• Excerpt:
=-=-=-=-=

# Hair colour in a match? Important?



## everhopeful (Feb 19, 2004)

Hi there

Just received our 1st form e since approval. I'm feeling very positive about this little being except the hair colour is worrying me.

Firstly, I must say, in no way am I anti-red heads, but for a family of light brown and blondes, I don't think it'd fit in.

The profile of this child is obviously out of date and states the hair colour as dark brown with a hint of auburn. Upto date description tells us it's blonde.
I'm reading into that, that s/he  is actually strawberry blonde/ginger.
Do you think I'm right on this?

I hate to discriminate against this little being solely on hair colour, but I feel that if me and dd are light brown and daddy is blonde, then a red-head would automatically stand out (I mean from us as a family).

Any ideas please ladies? Please don't linch me, I dont know who else to ask about this.

=-=-=-=-=

• Work to do:
• 1. List every hair color named in the forum post about hair color in a match.
• 2. In the forum post about hair color in a match, what hair color does the up-to-date description give for the child?

[Position identification records]

=-=-=-=-=

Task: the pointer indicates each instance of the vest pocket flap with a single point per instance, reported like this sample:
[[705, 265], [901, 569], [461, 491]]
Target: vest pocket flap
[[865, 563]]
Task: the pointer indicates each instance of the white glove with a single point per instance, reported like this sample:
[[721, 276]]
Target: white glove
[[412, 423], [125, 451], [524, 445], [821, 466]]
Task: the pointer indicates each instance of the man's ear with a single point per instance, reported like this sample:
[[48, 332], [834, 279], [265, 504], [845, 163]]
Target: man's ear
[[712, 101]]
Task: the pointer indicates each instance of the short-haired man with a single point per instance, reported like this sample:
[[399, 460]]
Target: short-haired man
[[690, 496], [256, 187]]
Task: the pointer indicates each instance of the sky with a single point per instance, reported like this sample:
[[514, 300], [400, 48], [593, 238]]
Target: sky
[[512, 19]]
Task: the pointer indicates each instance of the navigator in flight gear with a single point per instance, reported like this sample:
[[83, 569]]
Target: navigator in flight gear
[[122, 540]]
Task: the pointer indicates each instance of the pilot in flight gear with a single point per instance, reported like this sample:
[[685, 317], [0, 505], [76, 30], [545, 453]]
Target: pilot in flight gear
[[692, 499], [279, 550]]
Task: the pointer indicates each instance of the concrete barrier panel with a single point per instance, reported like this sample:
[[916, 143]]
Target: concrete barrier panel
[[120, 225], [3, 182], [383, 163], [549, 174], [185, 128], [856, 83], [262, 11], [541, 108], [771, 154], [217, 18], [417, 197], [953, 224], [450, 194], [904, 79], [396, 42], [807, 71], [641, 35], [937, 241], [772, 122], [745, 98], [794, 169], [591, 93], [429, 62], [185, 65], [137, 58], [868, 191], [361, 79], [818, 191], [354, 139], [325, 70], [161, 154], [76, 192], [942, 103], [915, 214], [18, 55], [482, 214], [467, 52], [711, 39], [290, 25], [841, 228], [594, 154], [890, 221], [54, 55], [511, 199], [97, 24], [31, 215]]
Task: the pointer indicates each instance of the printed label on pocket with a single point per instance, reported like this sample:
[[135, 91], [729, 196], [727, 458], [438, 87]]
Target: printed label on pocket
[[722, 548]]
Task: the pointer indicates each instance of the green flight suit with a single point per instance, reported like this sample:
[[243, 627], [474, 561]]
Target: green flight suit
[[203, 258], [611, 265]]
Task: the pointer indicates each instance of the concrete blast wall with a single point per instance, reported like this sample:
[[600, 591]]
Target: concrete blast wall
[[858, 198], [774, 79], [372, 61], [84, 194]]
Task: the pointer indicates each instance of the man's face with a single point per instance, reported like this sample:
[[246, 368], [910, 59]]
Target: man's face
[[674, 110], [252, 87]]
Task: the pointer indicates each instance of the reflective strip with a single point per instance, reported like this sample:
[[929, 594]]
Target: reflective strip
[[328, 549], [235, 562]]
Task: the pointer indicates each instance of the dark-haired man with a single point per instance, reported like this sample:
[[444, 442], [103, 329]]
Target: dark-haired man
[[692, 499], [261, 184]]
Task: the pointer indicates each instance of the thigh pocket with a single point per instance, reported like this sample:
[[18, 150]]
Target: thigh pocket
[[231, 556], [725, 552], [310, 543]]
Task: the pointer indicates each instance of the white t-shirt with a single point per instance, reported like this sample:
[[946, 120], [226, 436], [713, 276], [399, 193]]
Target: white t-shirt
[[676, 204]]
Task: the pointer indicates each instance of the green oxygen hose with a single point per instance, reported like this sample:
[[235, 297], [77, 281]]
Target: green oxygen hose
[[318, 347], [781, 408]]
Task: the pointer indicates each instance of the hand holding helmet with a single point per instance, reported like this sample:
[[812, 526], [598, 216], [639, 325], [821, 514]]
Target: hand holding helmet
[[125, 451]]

=-=-=-=-=

• Results of the exercise:
• 1. dark brown, auburn, blonde, strawberry blonde, ginger, light brown, red

• 2. Blonde.